Count how many lines in the entries below contain the string "background". State only that number.

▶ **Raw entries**
------------------------------
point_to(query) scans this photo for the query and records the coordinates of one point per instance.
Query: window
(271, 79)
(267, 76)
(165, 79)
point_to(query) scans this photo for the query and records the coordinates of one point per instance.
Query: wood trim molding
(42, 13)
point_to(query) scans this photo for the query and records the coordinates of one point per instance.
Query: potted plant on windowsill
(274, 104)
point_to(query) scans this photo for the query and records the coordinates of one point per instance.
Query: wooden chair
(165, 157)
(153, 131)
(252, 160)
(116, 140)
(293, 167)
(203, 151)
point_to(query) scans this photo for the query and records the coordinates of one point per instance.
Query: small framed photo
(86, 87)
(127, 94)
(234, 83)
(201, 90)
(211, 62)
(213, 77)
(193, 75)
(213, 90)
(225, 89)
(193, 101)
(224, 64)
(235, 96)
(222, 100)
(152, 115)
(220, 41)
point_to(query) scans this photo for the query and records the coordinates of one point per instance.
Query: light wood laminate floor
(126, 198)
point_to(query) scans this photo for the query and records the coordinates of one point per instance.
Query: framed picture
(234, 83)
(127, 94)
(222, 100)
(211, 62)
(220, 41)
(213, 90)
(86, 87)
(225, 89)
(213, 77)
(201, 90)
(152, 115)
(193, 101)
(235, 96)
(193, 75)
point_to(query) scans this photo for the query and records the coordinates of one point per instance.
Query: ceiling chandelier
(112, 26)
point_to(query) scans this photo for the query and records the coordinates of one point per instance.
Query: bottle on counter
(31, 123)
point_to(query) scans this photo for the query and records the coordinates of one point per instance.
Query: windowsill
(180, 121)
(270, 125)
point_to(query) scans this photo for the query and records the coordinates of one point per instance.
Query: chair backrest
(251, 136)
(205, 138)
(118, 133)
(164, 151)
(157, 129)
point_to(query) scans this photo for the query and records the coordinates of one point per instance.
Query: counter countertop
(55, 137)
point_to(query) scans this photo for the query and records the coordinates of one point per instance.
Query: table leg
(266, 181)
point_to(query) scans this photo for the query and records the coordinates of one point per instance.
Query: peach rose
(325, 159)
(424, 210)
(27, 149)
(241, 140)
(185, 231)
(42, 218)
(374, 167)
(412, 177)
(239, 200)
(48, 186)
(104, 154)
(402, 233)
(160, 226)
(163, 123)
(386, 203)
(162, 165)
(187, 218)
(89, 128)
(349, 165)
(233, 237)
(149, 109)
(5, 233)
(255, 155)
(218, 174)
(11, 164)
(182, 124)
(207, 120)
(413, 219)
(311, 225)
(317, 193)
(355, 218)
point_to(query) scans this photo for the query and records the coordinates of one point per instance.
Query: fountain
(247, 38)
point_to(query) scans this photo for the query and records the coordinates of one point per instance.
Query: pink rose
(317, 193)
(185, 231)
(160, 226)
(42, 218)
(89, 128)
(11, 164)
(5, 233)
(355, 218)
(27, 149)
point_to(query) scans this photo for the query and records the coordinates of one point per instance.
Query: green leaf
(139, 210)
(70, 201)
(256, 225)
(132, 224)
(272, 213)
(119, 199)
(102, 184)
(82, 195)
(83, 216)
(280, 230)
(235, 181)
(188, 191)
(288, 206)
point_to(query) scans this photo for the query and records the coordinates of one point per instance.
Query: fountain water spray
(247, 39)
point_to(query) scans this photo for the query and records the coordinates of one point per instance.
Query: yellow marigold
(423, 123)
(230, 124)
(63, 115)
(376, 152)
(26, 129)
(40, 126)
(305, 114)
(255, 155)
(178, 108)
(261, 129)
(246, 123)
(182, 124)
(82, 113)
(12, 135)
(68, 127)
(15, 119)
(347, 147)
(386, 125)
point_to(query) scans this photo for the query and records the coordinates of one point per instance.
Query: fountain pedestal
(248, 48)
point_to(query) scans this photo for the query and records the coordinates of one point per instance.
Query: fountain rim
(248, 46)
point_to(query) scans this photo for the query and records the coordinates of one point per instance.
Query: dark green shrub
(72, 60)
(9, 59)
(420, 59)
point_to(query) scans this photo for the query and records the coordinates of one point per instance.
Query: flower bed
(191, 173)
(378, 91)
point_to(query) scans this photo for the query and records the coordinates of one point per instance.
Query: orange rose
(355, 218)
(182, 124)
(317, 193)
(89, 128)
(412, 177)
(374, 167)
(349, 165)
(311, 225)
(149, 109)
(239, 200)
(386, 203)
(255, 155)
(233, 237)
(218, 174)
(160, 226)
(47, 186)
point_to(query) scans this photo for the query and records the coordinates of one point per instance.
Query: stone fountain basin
------------------------------
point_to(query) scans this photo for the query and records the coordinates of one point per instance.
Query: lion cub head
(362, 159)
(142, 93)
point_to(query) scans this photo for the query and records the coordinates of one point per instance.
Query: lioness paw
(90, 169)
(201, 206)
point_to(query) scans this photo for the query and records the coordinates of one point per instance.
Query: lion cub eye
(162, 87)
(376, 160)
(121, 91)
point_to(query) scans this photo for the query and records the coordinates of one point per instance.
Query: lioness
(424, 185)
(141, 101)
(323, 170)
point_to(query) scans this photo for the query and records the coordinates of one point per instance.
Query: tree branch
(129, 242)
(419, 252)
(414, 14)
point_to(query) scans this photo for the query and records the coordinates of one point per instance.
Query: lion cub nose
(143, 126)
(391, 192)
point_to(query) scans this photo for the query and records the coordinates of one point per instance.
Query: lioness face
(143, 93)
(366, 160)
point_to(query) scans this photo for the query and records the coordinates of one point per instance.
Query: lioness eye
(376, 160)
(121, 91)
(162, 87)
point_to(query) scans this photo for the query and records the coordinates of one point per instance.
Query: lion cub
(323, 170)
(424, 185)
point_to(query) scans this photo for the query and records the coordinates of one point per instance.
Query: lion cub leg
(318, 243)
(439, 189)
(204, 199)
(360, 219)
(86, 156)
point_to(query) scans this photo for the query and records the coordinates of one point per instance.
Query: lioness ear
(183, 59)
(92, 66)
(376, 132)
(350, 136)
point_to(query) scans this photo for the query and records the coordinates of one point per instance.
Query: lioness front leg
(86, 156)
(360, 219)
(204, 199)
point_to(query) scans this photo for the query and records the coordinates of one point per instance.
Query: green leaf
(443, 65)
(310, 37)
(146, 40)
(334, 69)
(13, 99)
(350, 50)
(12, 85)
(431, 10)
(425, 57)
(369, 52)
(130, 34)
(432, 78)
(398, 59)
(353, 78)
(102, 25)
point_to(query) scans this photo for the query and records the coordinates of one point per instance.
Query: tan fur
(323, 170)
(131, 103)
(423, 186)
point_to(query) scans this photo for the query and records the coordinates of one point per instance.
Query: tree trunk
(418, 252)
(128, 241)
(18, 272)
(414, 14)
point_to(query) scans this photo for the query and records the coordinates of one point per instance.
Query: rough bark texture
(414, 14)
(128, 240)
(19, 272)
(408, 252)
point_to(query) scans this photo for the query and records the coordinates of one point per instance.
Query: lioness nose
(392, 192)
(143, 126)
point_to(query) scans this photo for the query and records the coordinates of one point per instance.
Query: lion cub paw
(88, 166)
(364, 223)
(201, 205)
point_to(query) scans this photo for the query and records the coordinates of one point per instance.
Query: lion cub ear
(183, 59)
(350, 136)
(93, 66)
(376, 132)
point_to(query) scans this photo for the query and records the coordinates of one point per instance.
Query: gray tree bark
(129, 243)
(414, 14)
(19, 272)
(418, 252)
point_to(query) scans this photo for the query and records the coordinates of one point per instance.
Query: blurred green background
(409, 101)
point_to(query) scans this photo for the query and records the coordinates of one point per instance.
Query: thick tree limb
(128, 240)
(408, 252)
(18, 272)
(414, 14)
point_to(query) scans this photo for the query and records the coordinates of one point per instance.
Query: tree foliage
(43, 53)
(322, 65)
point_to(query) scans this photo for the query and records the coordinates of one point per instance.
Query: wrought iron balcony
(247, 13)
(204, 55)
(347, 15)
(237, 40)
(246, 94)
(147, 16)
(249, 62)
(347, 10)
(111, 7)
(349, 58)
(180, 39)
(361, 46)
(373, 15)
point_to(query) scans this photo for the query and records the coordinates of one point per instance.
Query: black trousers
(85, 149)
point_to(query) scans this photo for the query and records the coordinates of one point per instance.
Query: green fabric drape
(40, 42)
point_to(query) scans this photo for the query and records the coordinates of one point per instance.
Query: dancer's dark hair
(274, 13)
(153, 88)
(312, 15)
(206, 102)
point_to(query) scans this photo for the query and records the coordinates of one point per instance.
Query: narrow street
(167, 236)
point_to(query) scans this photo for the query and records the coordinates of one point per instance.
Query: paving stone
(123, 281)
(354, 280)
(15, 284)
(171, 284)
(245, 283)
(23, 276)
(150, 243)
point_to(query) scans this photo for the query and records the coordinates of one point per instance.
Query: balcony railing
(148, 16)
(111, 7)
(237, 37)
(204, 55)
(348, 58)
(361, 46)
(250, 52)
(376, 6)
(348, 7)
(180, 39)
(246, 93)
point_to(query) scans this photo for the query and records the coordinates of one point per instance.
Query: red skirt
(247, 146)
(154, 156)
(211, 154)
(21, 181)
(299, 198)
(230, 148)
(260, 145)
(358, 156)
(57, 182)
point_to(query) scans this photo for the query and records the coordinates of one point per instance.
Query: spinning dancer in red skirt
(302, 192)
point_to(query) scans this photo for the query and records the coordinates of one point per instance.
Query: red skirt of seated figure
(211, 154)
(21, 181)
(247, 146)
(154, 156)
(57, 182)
------------------------------
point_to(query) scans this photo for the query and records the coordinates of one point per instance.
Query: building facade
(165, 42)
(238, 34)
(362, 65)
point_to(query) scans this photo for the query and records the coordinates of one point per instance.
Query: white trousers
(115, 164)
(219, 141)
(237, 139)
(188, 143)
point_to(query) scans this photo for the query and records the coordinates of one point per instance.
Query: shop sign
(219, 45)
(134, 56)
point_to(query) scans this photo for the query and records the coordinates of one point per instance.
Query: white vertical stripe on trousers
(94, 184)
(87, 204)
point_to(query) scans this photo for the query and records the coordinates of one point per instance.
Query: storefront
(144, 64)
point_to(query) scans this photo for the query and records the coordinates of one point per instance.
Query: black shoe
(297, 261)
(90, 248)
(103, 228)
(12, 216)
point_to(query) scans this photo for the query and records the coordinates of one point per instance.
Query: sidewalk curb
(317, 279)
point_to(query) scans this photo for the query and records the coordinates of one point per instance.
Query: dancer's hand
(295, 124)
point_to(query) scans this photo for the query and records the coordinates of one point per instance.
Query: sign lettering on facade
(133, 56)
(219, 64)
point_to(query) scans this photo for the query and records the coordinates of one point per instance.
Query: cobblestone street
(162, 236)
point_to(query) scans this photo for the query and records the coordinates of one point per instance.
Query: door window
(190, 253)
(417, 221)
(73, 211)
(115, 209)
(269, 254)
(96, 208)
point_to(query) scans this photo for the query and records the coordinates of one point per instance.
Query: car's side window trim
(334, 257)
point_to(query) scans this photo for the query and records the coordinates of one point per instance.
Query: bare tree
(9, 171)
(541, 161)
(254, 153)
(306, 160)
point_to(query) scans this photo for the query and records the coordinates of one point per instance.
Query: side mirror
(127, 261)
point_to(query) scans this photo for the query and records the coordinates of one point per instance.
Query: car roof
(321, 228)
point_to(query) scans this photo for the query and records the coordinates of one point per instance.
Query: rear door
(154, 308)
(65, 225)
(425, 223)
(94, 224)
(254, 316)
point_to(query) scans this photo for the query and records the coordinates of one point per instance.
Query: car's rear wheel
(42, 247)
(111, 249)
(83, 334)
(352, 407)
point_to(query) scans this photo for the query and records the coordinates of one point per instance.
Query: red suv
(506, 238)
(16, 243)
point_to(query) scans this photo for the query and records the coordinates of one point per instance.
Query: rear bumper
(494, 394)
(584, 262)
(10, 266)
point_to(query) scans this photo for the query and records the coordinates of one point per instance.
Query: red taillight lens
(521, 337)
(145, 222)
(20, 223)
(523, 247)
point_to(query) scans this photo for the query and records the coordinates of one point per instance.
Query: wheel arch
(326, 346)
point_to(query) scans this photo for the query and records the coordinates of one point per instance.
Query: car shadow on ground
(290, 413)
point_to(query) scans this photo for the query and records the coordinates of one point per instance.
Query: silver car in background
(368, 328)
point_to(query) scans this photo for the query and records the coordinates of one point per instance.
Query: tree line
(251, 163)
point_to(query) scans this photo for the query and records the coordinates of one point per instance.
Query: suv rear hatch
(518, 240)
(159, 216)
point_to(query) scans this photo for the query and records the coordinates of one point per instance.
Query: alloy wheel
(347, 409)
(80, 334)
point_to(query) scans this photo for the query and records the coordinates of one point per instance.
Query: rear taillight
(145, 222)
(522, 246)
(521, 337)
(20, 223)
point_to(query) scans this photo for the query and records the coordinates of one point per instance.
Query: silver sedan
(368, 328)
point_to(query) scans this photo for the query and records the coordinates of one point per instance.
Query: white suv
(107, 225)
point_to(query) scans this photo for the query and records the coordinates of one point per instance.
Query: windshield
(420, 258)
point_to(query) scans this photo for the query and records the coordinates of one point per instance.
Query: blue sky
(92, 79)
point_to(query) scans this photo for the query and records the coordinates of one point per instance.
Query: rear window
------------------------------
▶ **EXERCISE SOLUTION**
2